• **TEXT SHOWN**:
** Start **
Is there history on Skid Row?
Directed by John Malpede and Henriëtte Brouwers
June 22, 23 and 28, 29, 2002
from 1 till 5 pm.
Free to all
at 112 Winston Street
(between 4th and 5th off main Street)
Directed by John Malpede and Henriëtte Brouwers
June 22, 23 and 28, 29, 2002
from 1 till 5 pm.
Free to all
at 112 Winston Street
(between 4th and 5th off main Street)
Is there history on Skid Row? was created around the theme of the social creation and re-creation of the neighborhood in Los Angeles know as Skid Row. We rented a store front so the performance and installation was on view and open for the people to drop in for five minutes or four hours. All kinds of audience showed up: people sitting across the street; area workers; security guards; truck loaders / unloaders; store sales people and shop owners; yuppie loft dwellers; LAPD’s core audience; and passers by.
Texts:
Installation videos created by Michiel Hoving:
The Skid Row area of Los Angeles is undergoing a major transformation. We rented a storefront on Winston Street, right at the edge of gentrification.
** End **
• **WRITTEN PROBLEM 1**: Per the Skid Row performance page, at what street address was the storefront?
• **WRITTEN PROBLEM 2**: Copy out every one of the records below word for word, omitting the pictures.

• **MATERIALS PROVIDED**:
** Start **
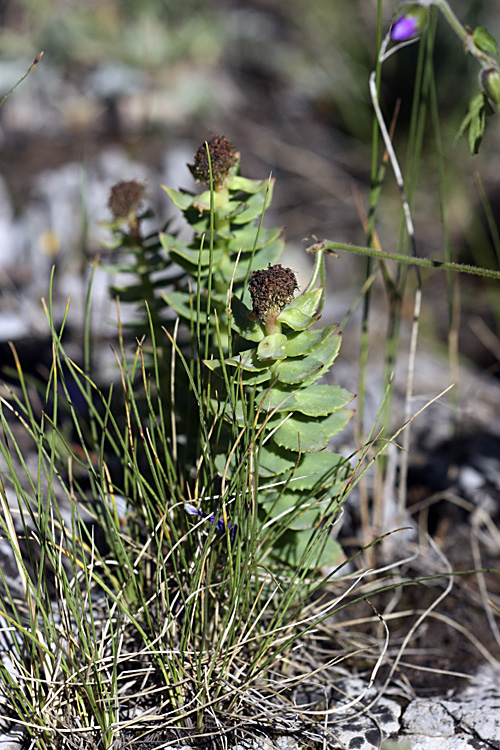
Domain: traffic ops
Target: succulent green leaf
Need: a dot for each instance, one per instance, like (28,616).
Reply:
(313,401)
(314,470)
(306,342)
(308,302)
(311,367)
(292,547)
(272,347)
(241,323)
(485,41)
(302,513)
(475,121)
(300,433)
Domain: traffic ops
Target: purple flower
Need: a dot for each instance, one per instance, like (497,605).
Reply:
(410,22)
(219,522)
** End **
• **WORKED SOLUTION 1**: 112 Winston Street

• **WORKED SOLUTION 2**:
Domain: traffic ops
Target: succulent green leaf
Need: a dot for each instance, one per instance, like (28,616).
Reply:
(313,401)
(314,470)
(306,342)
(308,302)
(311,367)
(292,547)
(272,347)
(241,323)
(485,41)
(302,513)
(475,121)
(300,433)
Domain: traffic ops
Target: purple flower
Need: a dot for each instance, one per instance, like (497,605).
Reply:
(410,22)
(219,522)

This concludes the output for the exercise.